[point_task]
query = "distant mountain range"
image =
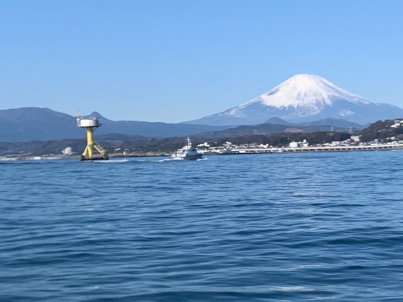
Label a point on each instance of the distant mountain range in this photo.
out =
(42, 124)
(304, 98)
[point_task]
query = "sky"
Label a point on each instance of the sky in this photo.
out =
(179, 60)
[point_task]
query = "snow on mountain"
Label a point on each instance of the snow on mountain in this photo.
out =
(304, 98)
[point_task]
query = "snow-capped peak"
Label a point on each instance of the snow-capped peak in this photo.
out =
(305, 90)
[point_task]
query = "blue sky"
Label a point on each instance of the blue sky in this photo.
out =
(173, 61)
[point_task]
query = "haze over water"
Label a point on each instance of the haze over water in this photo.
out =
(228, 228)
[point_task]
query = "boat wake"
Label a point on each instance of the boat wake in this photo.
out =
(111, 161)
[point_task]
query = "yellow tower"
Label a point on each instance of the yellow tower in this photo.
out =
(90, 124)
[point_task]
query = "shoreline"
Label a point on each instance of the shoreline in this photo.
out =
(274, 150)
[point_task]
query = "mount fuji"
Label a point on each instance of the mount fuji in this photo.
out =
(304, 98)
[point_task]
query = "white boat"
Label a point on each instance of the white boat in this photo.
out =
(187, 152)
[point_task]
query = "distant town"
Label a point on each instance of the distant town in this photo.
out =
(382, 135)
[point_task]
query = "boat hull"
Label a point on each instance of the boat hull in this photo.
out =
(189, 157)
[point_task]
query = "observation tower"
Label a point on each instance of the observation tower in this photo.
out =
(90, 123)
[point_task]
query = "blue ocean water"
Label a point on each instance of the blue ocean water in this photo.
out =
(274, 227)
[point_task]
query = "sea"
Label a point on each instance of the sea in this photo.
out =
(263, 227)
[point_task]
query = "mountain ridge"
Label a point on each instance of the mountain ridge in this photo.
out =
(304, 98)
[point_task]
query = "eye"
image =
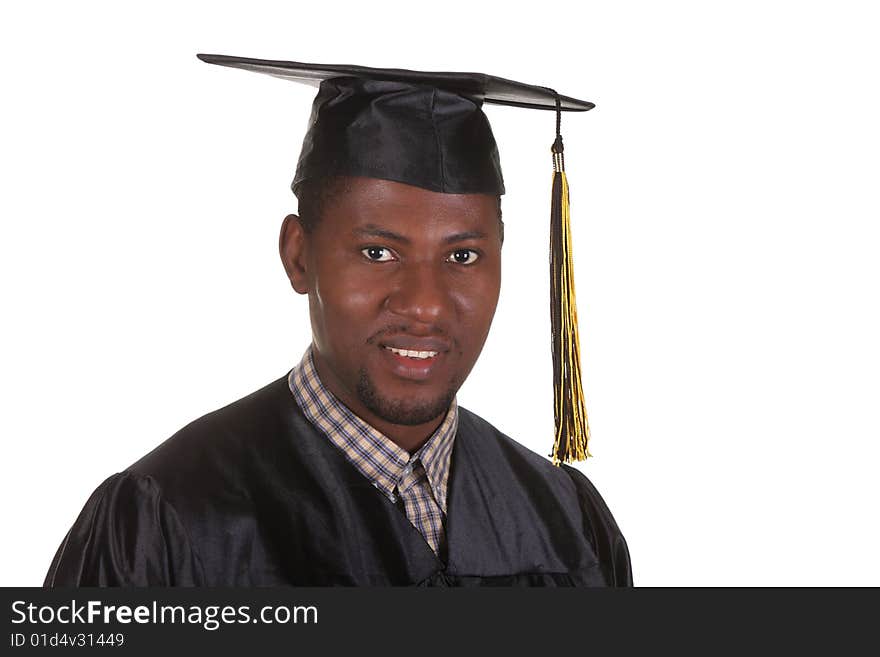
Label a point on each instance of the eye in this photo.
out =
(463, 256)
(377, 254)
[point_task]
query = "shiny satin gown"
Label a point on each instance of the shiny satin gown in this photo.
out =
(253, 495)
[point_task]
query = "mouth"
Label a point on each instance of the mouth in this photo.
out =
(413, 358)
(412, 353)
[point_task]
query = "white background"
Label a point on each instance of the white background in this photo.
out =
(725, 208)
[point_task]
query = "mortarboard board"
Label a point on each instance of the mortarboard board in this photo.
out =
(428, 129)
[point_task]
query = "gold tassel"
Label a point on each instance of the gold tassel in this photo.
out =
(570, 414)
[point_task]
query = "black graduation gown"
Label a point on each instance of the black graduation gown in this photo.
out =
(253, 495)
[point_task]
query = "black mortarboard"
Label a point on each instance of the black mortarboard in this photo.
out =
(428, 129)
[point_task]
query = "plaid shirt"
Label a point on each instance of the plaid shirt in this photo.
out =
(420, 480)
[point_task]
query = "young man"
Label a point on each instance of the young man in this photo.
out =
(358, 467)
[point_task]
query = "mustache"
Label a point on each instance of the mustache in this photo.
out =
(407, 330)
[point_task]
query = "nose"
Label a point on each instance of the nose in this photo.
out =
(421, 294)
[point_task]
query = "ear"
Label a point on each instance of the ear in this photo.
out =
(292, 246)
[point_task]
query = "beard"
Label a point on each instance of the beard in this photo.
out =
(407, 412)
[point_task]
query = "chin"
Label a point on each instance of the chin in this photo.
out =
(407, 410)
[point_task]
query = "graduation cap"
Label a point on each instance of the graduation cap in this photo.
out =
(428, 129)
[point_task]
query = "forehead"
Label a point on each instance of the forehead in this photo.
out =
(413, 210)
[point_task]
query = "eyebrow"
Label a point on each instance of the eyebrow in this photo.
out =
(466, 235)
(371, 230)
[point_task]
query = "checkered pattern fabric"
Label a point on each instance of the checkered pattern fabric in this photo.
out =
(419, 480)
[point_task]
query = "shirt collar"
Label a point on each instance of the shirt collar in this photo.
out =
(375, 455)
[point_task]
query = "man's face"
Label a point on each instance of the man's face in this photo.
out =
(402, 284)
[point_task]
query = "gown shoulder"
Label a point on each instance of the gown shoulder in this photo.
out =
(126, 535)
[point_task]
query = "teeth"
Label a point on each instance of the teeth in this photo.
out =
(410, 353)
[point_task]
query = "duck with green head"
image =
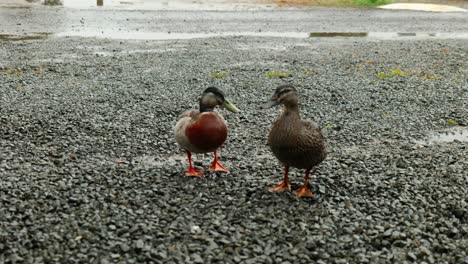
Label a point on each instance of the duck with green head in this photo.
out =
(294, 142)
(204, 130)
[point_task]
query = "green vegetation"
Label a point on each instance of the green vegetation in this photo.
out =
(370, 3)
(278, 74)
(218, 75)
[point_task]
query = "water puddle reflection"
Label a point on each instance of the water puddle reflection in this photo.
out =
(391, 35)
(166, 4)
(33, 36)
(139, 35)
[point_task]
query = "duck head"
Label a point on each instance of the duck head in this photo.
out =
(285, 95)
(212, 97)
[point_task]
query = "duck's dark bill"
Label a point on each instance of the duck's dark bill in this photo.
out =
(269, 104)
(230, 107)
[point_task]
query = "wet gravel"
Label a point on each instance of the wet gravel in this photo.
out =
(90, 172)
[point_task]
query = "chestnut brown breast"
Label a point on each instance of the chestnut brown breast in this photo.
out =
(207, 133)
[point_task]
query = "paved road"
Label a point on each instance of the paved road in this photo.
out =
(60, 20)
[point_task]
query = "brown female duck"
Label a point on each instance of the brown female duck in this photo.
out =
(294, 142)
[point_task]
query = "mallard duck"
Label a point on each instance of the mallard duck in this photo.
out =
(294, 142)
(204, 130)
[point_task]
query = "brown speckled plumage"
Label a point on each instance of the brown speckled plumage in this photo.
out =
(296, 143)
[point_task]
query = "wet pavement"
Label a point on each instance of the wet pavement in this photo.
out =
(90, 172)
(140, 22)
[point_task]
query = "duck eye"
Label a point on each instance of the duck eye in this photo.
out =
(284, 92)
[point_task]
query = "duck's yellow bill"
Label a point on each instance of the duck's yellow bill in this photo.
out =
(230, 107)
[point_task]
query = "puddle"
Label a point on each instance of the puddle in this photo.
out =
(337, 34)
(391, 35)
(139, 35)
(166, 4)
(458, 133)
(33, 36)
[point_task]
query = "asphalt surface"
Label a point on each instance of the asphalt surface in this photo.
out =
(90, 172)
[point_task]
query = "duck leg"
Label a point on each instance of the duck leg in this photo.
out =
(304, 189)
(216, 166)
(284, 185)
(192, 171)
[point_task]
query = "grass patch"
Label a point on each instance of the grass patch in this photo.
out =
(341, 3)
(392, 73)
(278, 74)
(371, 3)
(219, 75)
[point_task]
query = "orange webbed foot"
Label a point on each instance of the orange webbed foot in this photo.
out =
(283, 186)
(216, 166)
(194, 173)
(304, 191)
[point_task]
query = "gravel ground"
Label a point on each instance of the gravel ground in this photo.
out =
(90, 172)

◆ ◆ ◆ ◆ ◆ ◆ ◆

Each entry should appear again exactly as written, pictures excluded.

[Answer]
[point_task]
query = "distant mountain range"
image =
Label a point on each instance of the distant mountain range in this photo.
out =
(42, 124)
(304, 98)
[point_task]
query = "sky"
Label a point on each instance of the sky in this photo.
out =
(179, 60)
[point_task]
query = "snow on mountain"
Label a point on each instance of the snow on mountain in this photo.
out =
(304, 98)
[point_task]
query = "snow-capped peak"
Label a point on each instance of the snow-capped peak in this photo.
out =
(305, 90)
[point_task]
query = "blue sky"
Label a point on each instance of the blue sky in this photo.
out =
(173, 61)
[point_task]
query = "haze over water"
Label a point on each instance of the haze over water in this photo.
out =
(228, 228)
[point_task]
query = "boat wake"
Label a point on each instance of the boat wake in this photo.
out =
(111, 161)
[point_task]
query = "yellow tower"
Label a point on each instance of the yellow tower in this photo.
out =
(90, 124)
[point_task]
query = "shoreline"
Label a point on each instance of the shoreline in this photo.
out =
(274, 150)
[point_task]
query = "mount fuji"
Label a point on each instance of the mount fuji in this photo.
out =
(304, 98)
[point_task]
query = "white boat"
Label a point on each instance of the white boat in this photo.
out =
(187, 152)
[point_task]
query = "distant town"
Label a point on each instance of the distant town in this photo.
out =
(382, 135)
[point_task]
query = "boat hull"
Label a point on each instance of the boat hull in this photo.
out =
(189, 157)
[point_task]
query = "observation tower"
Label a point on each instance of the observation tower in this photo.
out =
(90, 123)
[point_task]
query = "blue ocean water"
Label a point on each instance of the blue ocean water in this photo.
out =
(274, 227)
[point_task]
query = "sea"
Label a point on each instance of the sea in this photo.
out =
(263, 227)
[point_task]
query = "mountain ridge"
Label a point on each instance of the mountain ridge in this photo.
out =
(304, 98)
[point_task]
query = "eye"
image =
Label a point on each instance of the eye in this photo.
out =
(463, 256)
(377, 254)
[point_task]
query = "shiny satin gown"
Label a point on each instance of the shiny satin gown in this photo.
out =
(253, 495)
[point_task]
query = "mouth"
Label a point on each instance of the mouth in this photo.
out =
(413, 358)
(412, 353)
[point_task]
query = "white background"
Label a point on each instance of the white background in this photo.
out =
(725, 208)
[point_task]
query = "mortarboard board"
Label a point on each instance of the mortarboard board in this photo.
out =
(428, 129)
[point_task]
query = "gold tassel"
Label a point on each instance of the gold tassel in this photo.
out =
(570, 414)
[point_task]
query = "black graduation gown"
Label a point on each instance of the black graduation gown in this photo.
out =
(253, 495)
[point_task]
query = "black mortarboard"
Label a point on each instance of the black mortarboard in this photo.
out =
(428, 129)
[point_task]
query = "plaid shirt"
Label a point on each instance of the plaid shirt in this photo.
out =
(420, 480)
[point_task]
query = "young man"
Label a point on each instance of the young man in this photo.
out =
(358, 467)
[point_task]
query = "mustache"
Label a point on each instance of the mustache in this photo.
out =
(407, 330)
[point_task]
query = "nose"
Label a point on each instance of the nose in this photo.
out =
(421, 294)
[point_task]
query = "ear"
Label a point on each instance of the ear in this photo.
out =
(292, 246)
[point_task]
query = "beard"
Label a point on each instance of the beard in this photo.
out =
(407, 412)
[point_task]
query = "chin"
Label a point on each instance of the chin in this photo.
out =
(407, 410)
[point_task]
query = "graduation cap"
Label a point on each instance of the graduation cap in this photo.
out =
(428, 129)
[point_task]
query = "forehead"
Label a point on each instance of the forehead in this photo.
out =
(413, 210)
[point_task]
query = "eyebrow"
Label a point on each instance of the eyebrow in this photo.
out =
(466, 235)
(371, 230)
[point_task]
query = "checkered pattern fabric"
Label a point on each instance of the checkered pattern fabric in this photo.
out =
(419, 480)
[point_task]
query = "shirt collar"
Label a point on each instance of the shirt collar in this photo.
out =
(375, 455)
[point_task]
query = "man's face"
Label a point on each instance of the man's face in this photo.
out =
(402, 284)
[point_task]
query = "gown shoulder"
Label a point on each instance of the gown shoulder in this photo.
out =
(126, 535)
[point_task]
query = "teeth"
Label a point on each instance of the teeth in this photo.
out =
(410, 353)
[point_task]
query = "duck with green head"
image =
Label a point on each instance of the duck with green head in this photo.
out =
(294, 142)
(204, 130)
[point_task]
query = "green vegetation"
Label a point on each instance of the green vegetation in this photo.
out =
(370, 3)
(278, 74)
(218, 75)
[point_task]
query = "water puddle reflection"
Label a point on each instance of the water puddle reflection in this photo.
out =
(391, 35)
(166, 4)
(33, 36)
(139, 35)
[point_task]
query = "duck head"
Label a point on each instance of the duck head in this photo.
out =
(285, 95)
(212, 97)
[point_task]
query = "duck's dark bill"
Label a point on each instance of the duck's dark bill in this photo.
out =
(269, 104)
(230, 107)
[point_task]
query = "wet gravel"
Label a point on each instance of the wet gravel in this photo.
out =
(90, 172)
[point_task]
query = "chestnut brown breast"
Label a point on each instance of the chestnut brown breast in this photo.
out =
(207, 133)
[point_task]
query = "paved road"
Label a point on each instance of the paved road in this photo.
out =
(60, 20)
[point_task]
query = "brown female duck"
Label a point on each instance of the brown female duck in this photo.
out =
(294, 142)
[point_task]
query = "mallard duck"
Label a point on each instance of the mallard duck in this photo.
out =
(294, 142)
(204, 130)
[point_task]
query = "brown speckled plumage"
Label a point on each instance of the brown speckled plumage in this photo.
out =
(296, 143)
[point_task]
query = "wet pavement"
Label a point on each instance of the wet pavement in this photo.
out =
(90, 172)
(140, 22)
[point_task]
query = "duck eye"
Label a point on each instance of the duck eye in this photo.
out =
(284, 92)
[point_task]
query = "duck's yellow bill"
Label a point on each instance of the duck's yellow bill in this photo.
out =
(230, 107)
[point_task]
query = "puddle"
Label a point on each instance of the puddle in this photo.
out =
(337, 34)
(391, 35)
(139, 35)
(166, 4)
(458, 133)
(33, 36)
[point_task]
query = "asphalt surface"
Label a point on each instance of the asphalt surface in this photo.
out =
(90, 172)
[point_task]
query = "duck leg"
Label a point on each instance of the duck leg in this photo.
out =
(304, 189)
(216, 166)
(284, 185)
(192, 171)
[point_task]
query = "grass patch"
Label a point on each instance of the grass patch in this photo.
out =
(341, 3)
(392, 73)
(278, 74)
(371, 3)
(219, 75)
[point_task]
query = "orange webbed foot"
Label a point on each instance of the orange webbed foot in this photo.
out =
(283, 186)
(216, 166)
(194, 173)
(304, 191)
[point_task]
query = "gravel ground"
Label a point on each instance of the gravel ground in this photo.
out =
(90, 172)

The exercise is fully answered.